(Dataset records on object locations)
<<<<

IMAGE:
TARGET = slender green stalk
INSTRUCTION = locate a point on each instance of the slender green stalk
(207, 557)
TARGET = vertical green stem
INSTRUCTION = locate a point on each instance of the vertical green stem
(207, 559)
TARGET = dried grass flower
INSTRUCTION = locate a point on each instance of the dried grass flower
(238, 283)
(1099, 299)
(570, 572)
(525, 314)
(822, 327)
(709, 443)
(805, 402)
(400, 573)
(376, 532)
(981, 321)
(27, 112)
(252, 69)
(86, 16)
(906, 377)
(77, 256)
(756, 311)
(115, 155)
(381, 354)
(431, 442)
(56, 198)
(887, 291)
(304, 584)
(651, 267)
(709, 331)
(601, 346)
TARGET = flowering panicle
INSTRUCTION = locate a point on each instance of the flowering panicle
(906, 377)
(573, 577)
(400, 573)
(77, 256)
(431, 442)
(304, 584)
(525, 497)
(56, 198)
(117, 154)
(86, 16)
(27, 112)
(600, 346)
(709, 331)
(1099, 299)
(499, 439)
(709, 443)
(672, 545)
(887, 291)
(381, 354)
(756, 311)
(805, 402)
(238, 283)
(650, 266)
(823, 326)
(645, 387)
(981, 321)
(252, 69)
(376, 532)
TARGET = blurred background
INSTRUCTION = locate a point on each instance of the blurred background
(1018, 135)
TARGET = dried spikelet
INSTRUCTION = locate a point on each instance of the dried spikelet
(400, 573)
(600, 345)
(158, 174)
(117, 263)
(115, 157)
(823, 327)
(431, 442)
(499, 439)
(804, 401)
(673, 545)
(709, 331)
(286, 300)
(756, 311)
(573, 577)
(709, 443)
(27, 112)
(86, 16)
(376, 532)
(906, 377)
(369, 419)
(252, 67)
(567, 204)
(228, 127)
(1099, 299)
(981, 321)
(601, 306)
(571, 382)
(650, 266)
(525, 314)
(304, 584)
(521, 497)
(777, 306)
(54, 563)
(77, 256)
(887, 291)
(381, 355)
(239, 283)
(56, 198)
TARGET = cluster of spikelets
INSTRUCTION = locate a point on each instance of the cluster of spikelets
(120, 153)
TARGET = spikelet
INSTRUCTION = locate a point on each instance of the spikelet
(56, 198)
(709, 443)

>>>>
<<<<

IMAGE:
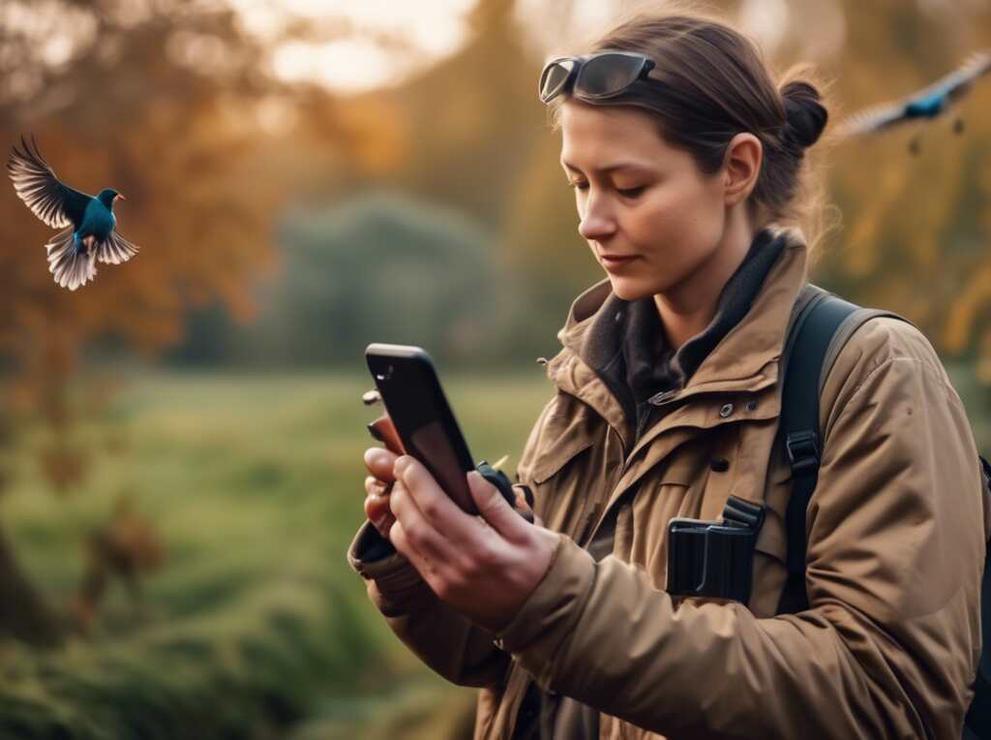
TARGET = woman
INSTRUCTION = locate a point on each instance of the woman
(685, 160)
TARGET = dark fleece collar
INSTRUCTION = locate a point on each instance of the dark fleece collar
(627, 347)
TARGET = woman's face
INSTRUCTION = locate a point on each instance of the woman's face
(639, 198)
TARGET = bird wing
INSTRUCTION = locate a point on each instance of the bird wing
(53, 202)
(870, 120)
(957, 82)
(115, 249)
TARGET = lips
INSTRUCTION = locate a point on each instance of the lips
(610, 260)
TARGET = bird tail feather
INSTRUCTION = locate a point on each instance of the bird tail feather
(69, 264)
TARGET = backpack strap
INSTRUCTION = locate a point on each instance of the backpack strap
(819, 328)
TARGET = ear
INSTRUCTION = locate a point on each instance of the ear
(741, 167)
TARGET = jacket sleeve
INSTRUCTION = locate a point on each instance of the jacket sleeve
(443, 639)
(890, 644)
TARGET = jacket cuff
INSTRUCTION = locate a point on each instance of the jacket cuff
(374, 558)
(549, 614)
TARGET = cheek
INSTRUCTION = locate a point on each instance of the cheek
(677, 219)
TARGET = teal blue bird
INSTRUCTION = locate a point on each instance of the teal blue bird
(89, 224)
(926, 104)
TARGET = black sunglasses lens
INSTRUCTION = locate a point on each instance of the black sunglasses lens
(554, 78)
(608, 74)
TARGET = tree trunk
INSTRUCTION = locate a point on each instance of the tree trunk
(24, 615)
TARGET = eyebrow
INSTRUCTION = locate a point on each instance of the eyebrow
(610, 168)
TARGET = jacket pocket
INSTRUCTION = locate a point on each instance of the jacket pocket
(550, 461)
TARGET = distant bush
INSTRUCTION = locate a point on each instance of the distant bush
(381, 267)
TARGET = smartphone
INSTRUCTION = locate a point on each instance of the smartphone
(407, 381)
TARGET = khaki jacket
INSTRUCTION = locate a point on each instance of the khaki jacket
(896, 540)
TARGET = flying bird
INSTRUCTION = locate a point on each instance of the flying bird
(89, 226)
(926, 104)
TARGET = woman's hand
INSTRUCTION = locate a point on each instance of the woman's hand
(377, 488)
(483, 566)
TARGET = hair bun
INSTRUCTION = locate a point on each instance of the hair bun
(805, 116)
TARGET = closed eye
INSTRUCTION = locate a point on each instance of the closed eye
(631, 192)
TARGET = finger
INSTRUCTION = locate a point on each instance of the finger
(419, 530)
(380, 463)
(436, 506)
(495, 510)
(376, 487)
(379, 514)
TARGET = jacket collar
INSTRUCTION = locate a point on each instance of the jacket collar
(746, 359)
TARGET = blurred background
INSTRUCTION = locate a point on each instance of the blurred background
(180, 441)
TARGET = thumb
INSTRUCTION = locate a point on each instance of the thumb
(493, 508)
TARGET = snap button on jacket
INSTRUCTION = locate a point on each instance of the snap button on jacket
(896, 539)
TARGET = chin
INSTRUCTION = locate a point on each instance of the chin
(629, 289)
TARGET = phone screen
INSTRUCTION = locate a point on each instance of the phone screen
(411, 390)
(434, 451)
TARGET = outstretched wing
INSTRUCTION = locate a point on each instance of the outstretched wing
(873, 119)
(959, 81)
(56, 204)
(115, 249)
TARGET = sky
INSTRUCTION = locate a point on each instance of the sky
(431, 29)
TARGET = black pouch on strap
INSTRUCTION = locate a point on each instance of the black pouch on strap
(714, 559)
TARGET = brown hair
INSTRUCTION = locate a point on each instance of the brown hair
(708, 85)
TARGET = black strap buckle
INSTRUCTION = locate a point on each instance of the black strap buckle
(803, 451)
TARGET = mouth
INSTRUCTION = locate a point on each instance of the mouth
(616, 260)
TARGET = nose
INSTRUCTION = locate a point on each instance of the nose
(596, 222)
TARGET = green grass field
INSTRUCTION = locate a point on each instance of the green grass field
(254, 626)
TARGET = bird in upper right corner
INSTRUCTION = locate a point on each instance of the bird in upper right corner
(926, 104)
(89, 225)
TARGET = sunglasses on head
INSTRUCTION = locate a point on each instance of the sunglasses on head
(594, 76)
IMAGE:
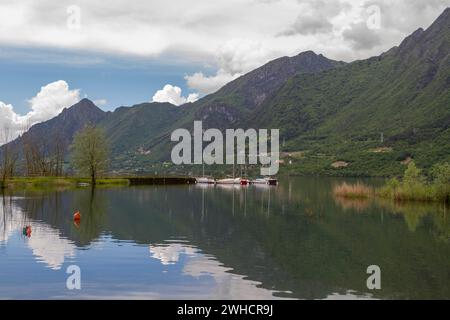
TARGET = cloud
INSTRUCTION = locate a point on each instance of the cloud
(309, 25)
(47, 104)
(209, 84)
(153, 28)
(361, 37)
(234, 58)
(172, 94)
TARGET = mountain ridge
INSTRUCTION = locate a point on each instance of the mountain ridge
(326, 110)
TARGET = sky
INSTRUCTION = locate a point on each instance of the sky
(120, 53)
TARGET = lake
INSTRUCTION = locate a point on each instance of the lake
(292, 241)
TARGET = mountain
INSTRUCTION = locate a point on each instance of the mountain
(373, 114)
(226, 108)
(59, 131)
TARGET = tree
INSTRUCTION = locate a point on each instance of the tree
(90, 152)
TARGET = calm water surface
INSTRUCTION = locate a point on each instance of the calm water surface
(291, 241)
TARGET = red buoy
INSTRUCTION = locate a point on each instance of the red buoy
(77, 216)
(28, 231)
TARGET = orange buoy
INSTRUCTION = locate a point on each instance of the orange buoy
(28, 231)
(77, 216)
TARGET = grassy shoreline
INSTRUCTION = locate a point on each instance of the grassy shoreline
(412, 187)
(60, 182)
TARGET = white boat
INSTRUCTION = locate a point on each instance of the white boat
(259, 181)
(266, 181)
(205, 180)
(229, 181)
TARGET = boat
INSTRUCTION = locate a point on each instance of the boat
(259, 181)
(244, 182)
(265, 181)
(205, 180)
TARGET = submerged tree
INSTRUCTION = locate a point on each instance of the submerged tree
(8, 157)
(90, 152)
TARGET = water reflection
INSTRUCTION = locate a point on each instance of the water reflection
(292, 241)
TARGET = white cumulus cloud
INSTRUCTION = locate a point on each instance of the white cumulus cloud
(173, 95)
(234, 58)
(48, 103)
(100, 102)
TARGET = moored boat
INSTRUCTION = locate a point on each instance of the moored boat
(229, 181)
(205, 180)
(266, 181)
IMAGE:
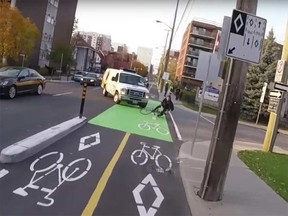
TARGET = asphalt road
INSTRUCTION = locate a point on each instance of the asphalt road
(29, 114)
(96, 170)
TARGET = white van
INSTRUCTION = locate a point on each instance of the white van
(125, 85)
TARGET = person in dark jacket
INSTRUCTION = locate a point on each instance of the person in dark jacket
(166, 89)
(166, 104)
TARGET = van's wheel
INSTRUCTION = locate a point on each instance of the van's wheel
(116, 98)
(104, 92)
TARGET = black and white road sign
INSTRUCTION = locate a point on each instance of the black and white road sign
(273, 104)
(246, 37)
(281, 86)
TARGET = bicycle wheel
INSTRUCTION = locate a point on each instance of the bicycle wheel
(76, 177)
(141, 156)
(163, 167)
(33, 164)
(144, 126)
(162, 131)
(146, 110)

>>>>
<<<<

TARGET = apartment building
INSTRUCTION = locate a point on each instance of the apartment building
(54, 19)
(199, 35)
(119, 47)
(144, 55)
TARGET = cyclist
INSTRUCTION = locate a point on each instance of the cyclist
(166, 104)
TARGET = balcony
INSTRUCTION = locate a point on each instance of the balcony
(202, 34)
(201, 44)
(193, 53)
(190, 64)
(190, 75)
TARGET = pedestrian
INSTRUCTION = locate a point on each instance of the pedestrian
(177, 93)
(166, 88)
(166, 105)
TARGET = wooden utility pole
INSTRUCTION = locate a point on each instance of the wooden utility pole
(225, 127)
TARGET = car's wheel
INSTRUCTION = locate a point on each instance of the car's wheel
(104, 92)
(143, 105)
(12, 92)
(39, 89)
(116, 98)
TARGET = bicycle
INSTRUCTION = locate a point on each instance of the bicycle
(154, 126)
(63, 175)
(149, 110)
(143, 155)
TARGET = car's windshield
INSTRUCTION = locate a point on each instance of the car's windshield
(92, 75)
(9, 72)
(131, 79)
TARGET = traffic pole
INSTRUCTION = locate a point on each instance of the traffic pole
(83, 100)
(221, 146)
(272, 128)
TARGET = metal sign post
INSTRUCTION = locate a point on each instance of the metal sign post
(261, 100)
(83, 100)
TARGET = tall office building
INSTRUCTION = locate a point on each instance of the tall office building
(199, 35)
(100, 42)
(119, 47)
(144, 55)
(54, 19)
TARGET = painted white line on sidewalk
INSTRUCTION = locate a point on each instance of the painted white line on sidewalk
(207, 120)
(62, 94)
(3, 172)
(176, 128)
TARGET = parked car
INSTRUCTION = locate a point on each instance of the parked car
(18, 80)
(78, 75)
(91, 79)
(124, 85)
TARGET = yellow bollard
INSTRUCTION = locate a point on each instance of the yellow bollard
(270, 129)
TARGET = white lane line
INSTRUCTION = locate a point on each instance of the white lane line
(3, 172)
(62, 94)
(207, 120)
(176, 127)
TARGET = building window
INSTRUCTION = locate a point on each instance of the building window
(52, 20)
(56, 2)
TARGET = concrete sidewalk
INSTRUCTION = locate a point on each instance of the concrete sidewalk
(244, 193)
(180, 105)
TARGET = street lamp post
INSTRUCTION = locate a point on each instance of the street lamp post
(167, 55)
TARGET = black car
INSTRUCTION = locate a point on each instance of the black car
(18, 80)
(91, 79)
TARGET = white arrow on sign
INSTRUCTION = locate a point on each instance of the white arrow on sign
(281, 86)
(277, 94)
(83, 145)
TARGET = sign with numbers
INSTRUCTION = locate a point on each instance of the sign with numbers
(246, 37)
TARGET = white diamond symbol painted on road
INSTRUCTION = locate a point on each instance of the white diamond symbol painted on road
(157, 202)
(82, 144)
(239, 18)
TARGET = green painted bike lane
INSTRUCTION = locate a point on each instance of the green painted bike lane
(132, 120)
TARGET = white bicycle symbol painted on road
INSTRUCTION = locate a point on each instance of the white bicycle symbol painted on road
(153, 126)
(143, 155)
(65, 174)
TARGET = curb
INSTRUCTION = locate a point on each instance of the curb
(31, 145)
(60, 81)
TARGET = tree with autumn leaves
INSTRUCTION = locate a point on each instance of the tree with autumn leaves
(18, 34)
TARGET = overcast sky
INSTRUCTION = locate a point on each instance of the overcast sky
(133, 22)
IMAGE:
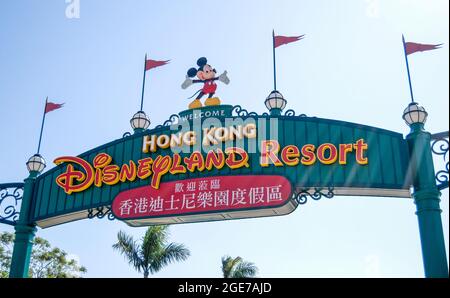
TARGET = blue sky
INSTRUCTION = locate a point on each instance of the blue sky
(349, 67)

>>>>

_TASK INSTRUCTIONS_
Find every line in the items above that contains the word "distant" and copy each one out in full.

_EXERCISE SOLUTION_
TARGET = distant bush
INSTRUCTION = locate a point on each instance of the distant bush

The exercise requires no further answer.